• _GIVEN DATA_:
>>>
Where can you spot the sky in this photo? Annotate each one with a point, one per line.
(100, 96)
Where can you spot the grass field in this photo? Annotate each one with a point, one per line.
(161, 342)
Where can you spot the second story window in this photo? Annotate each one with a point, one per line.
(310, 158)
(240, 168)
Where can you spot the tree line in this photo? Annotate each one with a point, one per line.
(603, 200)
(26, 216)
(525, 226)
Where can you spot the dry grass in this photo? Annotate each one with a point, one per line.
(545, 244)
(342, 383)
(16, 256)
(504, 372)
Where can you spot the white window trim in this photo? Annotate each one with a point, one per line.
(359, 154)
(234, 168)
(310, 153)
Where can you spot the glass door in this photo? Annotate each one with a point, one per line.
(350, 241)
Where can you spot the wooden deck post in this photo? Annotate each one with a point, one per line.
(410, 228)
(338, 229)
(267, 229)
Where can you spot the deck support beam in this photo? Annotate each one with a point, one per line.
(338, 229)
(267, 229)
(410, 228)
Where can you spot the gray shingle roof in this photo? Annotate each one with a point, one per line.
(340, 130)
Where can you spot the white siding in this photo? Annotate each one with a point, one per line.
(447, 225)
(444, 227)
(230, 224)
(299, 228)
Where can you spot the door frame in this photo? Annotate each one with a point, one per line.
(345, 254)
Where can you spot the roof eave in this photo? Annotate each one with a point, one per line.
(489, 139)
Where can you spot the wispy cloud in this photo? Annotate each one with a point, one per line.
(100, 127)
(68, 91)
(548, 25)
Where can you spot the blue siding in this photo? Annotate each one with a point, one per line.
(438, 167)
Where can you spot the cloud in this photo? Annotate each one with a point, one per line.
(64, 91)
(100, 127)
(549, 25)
<<<
>>>
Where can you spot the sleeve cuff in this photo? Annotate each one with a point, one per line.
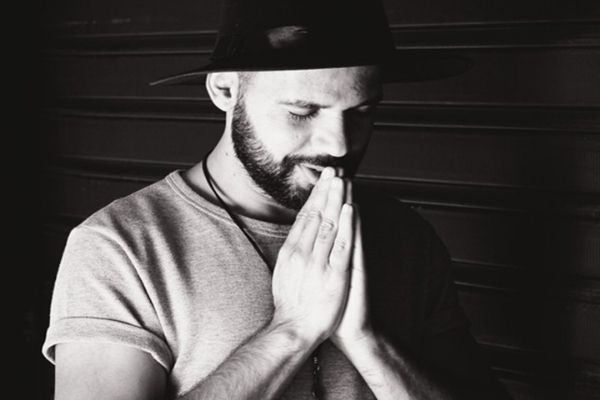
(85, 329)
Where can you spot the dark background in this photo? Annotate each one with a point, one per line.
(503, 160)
<<<
>>>
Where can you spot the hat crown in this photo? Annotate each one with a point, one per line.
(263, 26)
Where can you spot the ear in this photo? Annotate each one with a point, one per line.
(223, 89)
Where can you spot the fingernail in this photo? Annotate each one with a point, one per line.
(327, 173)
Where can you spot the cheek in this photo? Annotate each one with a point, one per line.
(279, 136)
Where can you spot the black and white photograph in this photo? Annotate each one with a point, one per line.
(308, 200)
<<<
• _SHORT TASK_:
How many lines of the records contain the word "cloud"? Reply with the number alone.

• _THE RESPONSE_:
2